GEGEVEN TEKST.
Op 1 september 1939 ging om ongeveer 12.15 uur ’s middags in verschillende Britse huiskamers het televisiescherm op zwart. Wie op de enige zender van de BBC zat te kijken naar Mickey Mouse moest wachten tot na de oorlog om de tekenfilm alsnog in volledigheid te zien. Nog slechts ongeveer 20.000 mensen hadden de beschikking over dit moderne medium. Het verzorgen van een programmering tijdens de oorlogsjaren werd niet gerechtvaardigd geacht. Het zijn zulke opmerkelijke feiten die de Britse historicus Frederick Taylor in zijn boek 1939: De oorlog die niemand wilde vermengt met de grote politieke en militaire ontwikkelingen in deze tijd.
Taylor schreef al enkele andere boeken over het twintigste-eeuwse Duitsland, onder andere over het bombardement op Dresden en de Berlijnse Muur. In het (niet in het Nederlands vertaalde) Exorcising Hitler behandelde hij de geallieerde bezetting en denazificatie van Duitsland na de Tweede Wereldoorlog. In zijn nieuwste pennenvrucht plaatst hij Duitsland en Groot-Brittannië in het jaar voor het uitbreken van de oorlog tegenover elkaar. Hoewel de titel anders impliceert, begint het relaas in september 1938 en eindigt het precies op 3 september 1939, de dag dat Frankrijk en het Verenigd Koninkrijk de oorlog aan Duitsland verklaarden, nadat de Wehrmacht op 1 september Polen was binnengevallen. Voor een groot deel bekende geschiedenis, maar toch lukt het de schrijver om de lezer te verrassen met minder bekende feiten; en plaatst hij de gebeurtenissen van die tijd zowel in micro- als in macroperspectief.

SCHRIFTELIJKE OPDRACHT 1. Hoeveel mensen beschikten volgens de gegeven tekst nog over een televisie toen het scherm op 1 september 1939 op zwart ging?
De gegeven tekst en de records hebben elk een andere herkomst.

GETOONDE RECORDS.
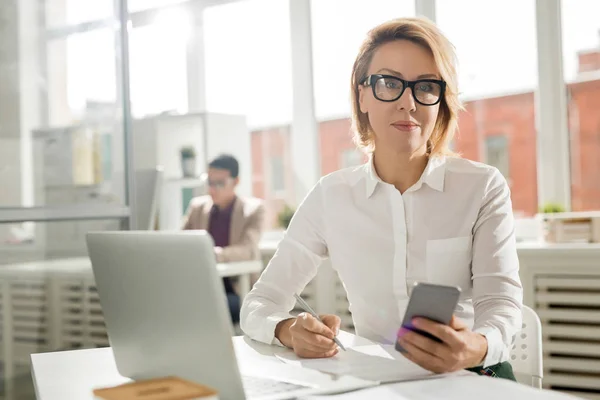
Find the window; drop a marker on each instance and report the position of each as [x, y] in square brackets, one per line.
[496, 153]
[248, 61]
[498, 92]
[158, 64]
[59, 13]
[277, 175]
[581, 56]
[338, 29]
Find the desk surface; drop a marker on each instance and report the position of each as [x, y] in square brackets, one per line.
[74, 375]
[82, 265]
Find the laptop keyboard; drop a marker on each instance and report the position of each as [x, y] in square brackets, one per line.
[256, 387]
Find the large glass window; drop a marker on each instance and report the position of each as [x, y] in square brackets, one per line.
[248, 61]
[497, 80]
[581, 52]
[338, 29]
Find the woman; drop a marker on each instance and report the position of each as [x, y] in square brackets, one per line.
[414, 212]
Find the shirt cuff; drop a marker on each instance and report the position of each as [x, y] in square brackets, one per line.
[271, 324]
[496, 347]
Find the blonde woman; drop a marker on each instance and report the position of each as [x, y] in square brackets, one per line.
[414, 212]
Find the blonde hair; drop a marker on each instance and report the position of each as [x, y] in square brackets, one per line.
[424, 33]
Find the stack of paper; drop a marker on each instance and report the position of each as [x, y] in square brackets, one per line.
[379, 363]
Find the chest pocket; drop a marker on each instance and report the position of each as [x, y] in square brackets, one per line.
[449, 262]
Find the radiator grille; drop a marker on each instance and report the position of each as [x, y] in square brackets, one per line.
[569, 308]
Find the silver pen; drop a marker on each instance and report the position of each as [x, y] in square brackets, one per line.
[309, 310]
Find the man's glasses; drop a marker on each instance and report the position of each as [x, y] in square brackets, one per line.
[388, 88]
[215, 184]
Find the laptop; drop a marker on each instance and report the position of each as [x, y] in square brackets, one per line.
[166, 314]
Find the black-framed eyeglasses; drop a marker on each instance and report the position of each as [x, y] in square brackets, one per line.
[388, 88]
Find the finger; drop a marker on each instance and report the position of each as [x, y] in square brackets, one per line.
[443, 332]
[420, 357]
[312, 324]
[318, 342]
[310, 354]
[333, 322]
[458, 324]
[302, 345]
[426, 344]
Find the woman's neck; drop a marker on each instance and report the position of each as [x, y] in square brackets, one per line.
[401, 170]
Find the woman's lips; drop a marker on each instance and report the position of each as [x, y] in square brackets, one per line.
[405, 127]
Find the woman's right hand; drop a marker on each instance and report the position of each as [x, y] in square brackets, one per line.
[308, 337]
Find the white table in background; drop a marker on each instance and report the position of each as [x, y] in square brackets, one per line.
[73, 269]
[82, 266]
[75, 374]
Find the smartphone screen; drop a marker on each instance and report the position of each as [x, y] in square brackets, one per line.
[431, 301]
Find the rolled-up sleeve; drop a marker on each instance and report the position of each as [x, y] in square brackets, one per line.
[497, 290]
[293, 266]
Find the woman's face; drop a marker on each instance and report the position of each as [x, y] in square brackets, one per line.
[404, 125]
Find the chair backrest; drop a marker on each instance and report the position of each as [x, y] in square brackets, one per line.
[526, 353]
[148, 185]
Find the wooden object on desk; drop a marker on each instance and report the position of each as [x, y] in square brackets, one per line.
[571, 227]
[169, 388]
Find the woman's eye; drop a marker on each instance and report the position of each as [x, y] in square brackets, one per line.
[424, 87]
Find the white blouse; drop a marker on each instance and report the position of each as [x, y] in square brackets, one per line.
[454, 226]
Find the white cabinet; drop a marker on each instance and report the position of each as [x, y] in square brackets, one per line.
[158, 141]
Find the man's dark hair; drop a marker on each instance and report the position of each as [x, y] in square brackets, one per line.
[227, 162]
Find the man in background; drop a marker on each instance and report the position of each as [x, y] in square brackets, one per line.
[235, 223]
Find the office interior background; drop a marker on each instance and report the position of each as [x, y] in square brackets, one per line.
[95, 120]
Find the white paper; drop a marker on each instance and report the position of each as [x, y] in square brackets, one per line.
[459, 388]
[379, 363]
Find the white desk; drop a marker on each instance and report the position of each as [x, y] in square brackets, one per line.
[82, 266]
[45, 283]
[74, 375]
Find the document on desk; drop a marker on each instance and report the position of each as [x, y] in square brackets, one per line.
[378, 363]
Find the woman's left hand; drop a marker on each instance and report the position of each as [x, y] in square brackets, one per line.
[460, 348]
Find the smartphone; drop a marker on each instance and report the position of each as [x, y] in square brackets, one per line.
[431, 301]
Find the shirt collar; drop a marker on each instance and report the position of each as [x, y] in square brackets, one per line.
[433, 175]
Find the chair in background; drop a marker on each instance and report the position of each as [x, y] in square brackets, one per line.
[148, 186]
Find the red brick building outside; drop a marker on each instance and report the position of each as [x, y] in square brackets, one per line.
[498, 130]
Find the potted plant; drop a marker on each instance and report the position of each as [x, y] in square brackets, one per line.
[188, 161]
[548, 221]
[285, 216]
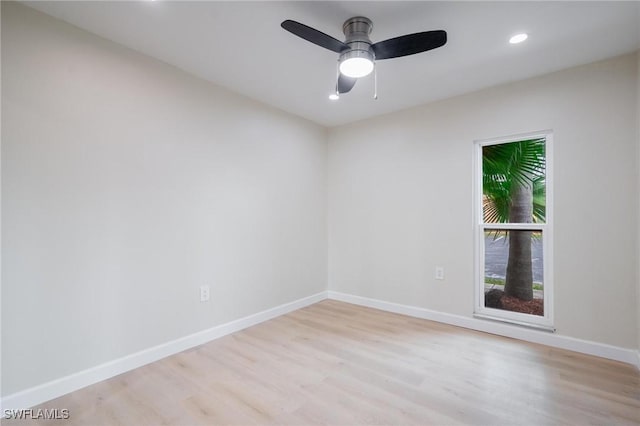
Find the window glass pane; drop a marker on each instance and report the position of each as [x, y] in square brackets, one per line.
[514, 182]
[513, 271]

SCHRIFTELIJKE OPDRACHT 2. Tel in hoeveel regels van de records de string "white" voorkomt, waarbij hoofdletters en kleine letters verschillend tellen. Geef uitsluitend dat getal.

VERWACHT ANTWOORD 1. Ongeveer 20.000 mensen.

VERWACHT ANTWOORD 2. 5